STATED GOAL:
Format all of the lines below as a Markdown table with two columns, Row and Line. Give each line a row number and leave out blank lines.

*** TASK INPUT ***

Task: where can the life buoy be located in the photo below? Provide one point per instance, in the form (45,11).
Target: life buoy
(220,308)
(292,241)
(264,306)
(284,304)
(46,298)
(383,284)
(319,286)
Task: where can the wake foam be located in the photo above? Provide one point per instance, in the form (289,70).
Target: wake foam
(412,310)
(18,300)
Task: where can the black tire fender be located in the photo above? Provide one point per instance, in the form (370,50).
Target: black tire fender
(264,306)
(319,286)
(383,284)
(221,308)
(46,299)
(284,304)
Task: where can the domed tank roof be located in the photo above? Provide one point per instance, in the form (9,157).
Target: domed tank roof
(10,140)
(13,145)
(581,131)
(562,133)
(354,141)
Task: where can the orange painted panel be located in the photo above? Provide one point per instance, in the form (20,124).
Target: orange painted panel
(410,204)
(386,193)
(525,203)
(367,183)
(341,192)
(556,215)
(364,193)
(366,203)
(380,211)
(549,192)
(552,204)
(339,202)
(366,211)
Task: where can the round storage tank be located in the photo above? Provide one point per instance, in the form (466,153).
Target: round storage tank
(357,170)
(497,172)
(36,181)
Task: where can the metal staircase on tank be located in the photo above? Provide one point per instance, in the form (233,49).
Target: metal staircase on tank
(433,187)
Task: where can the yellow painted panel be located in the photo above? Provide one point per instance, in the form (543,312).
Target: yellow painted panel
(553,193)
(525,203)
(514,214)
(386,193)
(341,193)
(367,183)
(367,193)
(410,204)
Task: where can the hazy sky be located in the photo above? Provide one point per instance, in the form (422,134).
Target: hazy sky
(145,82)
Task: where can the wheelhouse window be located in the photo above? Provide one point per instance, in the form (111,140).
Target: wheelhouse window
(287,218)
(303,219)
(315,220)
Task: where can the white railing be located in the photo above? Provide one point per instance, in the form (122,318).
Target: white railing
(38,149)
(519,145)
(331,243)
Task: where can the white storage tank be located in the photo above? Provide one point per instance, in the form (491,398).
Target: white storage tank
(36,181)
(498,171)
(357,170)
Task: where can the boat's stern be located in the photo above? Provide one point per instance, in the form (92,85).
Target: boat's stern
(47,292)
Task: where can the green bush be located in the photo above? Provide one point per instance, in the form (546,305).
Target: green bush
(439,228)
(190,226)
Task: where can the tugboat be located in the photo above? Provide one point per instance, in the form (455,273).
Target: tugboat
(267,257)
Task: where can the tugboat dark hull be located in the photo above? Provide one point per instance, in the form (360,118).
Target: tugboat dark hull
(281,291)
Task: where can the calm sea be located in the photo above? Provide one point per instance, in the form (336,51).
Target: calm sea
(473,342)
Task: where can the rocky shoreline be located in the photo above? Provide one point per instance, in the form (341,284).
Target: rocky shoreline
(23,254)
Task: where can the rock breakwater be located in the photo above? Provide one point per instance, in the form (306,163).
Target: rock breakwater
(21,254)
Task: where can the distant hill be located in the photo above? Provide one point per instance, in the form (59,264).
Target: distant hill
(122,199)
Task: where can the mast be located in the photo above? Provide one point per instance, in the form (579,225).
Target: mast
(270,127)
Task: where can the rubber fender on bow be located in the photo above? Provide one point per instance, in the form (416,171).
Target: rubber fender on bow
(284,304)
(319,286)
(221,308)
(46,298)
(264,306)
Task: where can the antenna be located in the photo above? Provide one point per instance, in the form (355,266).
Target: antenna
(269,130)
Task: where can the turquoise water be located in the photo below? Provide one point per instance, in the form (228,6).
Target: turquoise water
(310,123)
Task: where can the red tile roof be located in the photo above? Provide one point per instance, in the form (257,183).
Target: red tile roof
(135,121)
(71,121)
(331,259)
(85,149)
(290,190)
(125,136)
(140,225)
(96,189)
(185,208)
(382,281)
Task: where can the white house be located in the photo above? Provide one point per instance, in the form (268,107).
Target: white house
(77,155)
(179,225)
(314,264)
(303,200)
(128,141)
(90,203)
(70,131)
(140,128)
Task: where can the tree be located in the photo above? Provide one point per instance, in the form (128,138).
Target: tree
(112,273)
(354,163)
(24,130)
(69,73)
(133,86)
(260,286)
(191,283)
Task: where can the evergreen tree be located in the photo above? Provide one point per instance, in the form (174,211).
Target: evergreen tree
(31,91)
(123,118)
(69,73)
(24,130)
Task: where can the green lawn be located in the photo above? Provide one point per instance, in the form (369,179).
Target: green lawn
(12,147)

***

THE COMPLETED TASK:
| Row | Line |
|---|---|
| 1 | Task: where can the life buoy be located in the photo below? Provide one point per instance, in the form (45,11). |
| 2 | Target: life buoy |
| 3 | (220,308) |
| 4 | (292,241) |
| 5 | (264,306) |
| 6 | (284,304) |
| 7 | (46,298) |
| 8 | (383,284) |
| 9 | (319,286) |
| 10 | Task: where can the wake foam be located in the photo above? Provide one point per instance, in the form (289,70). |
| 11 | Target: wake foam |
| 12 | (412,310) |
| 13 | (18,300) |
| 14 | Task: where can the black tire fender be located in the photo above? Provide one point per instance, in the form (370,50). |
| 15 | Target: black tire fender |
| 16 | (264,306) |
| 17 | (319,286) |
| 18 | (383,284) |
| 19 | (221,308) |
| 20 | (46,299) |
| 21 | (284,304) |
| 22 | Task: where can the domed tank roof be located in the photo above? Provide one point per instance, in the form (9,157). |
| 23 | Target: domed tank roof |
| 24 | (10,140) |
| 25 | (13,145) |
| 26 | (581,131) |
| 27 | (562,133) |
| 28 | (354,141) |
| 29 | Task: where can the orange painted panel be located in the photo above? Provide one point per instance, in the form (20,124). |
| 30 | Target: orange painted panel |
| 31 | (410,204) |
| 32 | (386,193) |
| 33 | (525,203) |
| 34 | (367,183) |
| 35 | (341,192) |
| 36 | (556,215) |
| 37 | (364,193) |
| 38 | (366,203) |
| 39 | (380,211) |
| 40 | (549,192) |
| 41 | (552,204) |
| 42 | (339,202) |
| 43 | (366,211) |
| 44 | Task: where can the round storage tank be located in the photo above? Provide one point per instance, in the form (466,153). |
| 45 | Target: round storage tank |
| 46 | (357,170) |
| 47 | (497,172) |
| 48 | (36,181) |
| 49 | Task: where can the metal staircase on tank be located in the photo above? Provide one point per instance, in the form (233,49). |
| 50 | Target: metal staircase on tank |
| 51 | (433,187) |
| 52 | Task: where can the yellow painted panel be located in the photo above? Provide one point per instance, in the form (543,312). |
| 53 | Target: yellow painted panel |
| 54 | (553,193) |
| 55 | (525,203) |
| 56 | (514,214) |
| 57 | (386,193) |
| 58 | (341,193) |
| 59 | (367,183) |
| 60 | (367,193) |
| 61 | (410,204) |
| 62 | Task: where can the hazy sky be located in the photo above? Provide one point per instance, in the form (422,134). |
| 63 | Target: hazy sky |
| 64 | (145,82) |
| 65 | Task: where can the wheelhouse window be located in the photo above? Provide one point per instance, in the form (111,140). |
| 66 | Target: wheelhouse window |
| 67 | (287,218) |
| 68 | (303,219) |
| 69 | (315,220) |
| 70 | Task: where can the white railing be located in the photo above? Provide one point per instance, in the form (122,318). |
| 71 | Target: white railing |
| 72 | (38,149) |
| 73 | (519,145) |
| 74 | (331,243) |
| 75 | Task: where can the white storage tank be located in the photo above? Provide one point per instance, in the form (491,398). |
| 76 | Target: white storage tank |
| 77 | (36,181) |
| 78 | (498,171) |
| 79 | (357,170) |
| 80 | Task: where can the boat's stern be located in the photo above? Provide one point per instance, in the form (92,85). |
| 81 | Target: boat's stern |
| 82 | (47,292) |
| 83 | Task: where can the green bush be located in the photo above? Provide one point per instance, in the form (546,305). |
| 84 | Target: green bush |
| 85 | (439,228) |
| 86 | (190,226) |
| 87 | Task: where can the tugboat be located in the photo above? Provide one point per instance, in the form (455,273). |
| 88 | Target: tugboat |
| 89 | (267,257) |
| 90 | Task: where can the tugboat dark hull be located in the photo above? Provide one point per instance, in the form (360,118). |
| 91 | Target: tugboat dark hull |
| 92 | (281,291) |
| 93 | Task: where can the calm sea be located in the photo above? Provide one point per instance, in the form (336,51). |
| 94 | Target: calm sea |
| 95 | (473,342) |
| 96 | Task: where can the rocky shoreline be located in the photo above? Provide one point per instance, in the form (341,284). |
| 97 | Target: rocky shoreline |
| 98 | (23,254) |
| 99 | Task: where can the rock breakwater be located in the photo above? Provide one point per instance, in the form (306,163). |
| 100 | Target: rock breakwater |
| 101 | (21,254) |
| 102 | Task: where can the distant hill be located in the photo above? Provide one point per instance, in the form (59,264). |
| 103 | Target: distant hill |
| 104 | (122,199) |
| 105 | Task: where can the mast be located in the photo above? Provide one point per instance, in the form (579,225). |
| 106 | Target: mast |
| 107 | (270,127) |
| 108 | Task: where can the rubber fender on bow be located in the photo above? Provide one point per instance, in the form (416,171). |
| 109 | Target: rubber fender on bow |
| 110 | (284,304) |
| 111 | (319,286) |
| 112 | (221,308) |
| 113 | (46,298) |
| 114 | (264,306) |
| 115 | Task: where can the antenna be located in the photo above? Provide one point per instance, in the form (355,266). |
| 116 | Target: antenna |
| 117 | (269,130) |
| 118 | Task: where can the turquoise water be located in the photo below? Provide one point per instance, in the form (228,6). |
| 119 | Target: turquoise water |
| 120 | (310,123) |
| 121 | Task: where can the red tile roof be located in the photo above? Provide one point per instance, in the form (257,183). |
| 122 | Target: red tile roof |
| 123 | (135,121) |
| 124 | (71,121) |
| 125 | (331,259) |
| 126 | (85,149) |
| 127 | (290,190) |
| 128 | (125,136) |
| 129 | (140,225) |
| 130 | (96,189) |
| 131 | (185,208) |
| 132 | (382,281) |
| 133 | Task: where can the white house be located in the photo above? Provide one point per instance, in the form (268,107). |
| 134 | Target: white house |
| 135 | (77,155) |
| 136 | (179,225) |
| 137 | (314,264) |
| 138 | (303,200) |
| 139 | (128,141) |
| 140 | (90,203) |
| 141 | (70,131) |
| 142 | (140,128) |
| 143 | Task: where can the tree be located in the photo above? Provide one point per instance, in the form (128,138). |
| 144 | Target: tree |
| 145 | (112,273) |
| 146 | (354,163) |
| 147 | (24,130) |
| 148 | (69,73) |
| 149 | (133,86) |
| 150 | (260,286) |
| 151 | (191,283) |
| 152 | Task: where can the evergreen tree be located in the photo above? Provide one point per instance, in the form (174,211). |
| 153 | Target: evergreen tree |
| 154 | (31,91) |
| 155 | (123,118) |
| 156 | (69,73) |
| 157 | (24,130) |
| 158 | Task: where can the green lawn be located in the photo above? Provide one point per instance, in the form (369,179). |
| 159 | Target: green lawn |
| 160 | (12,147) |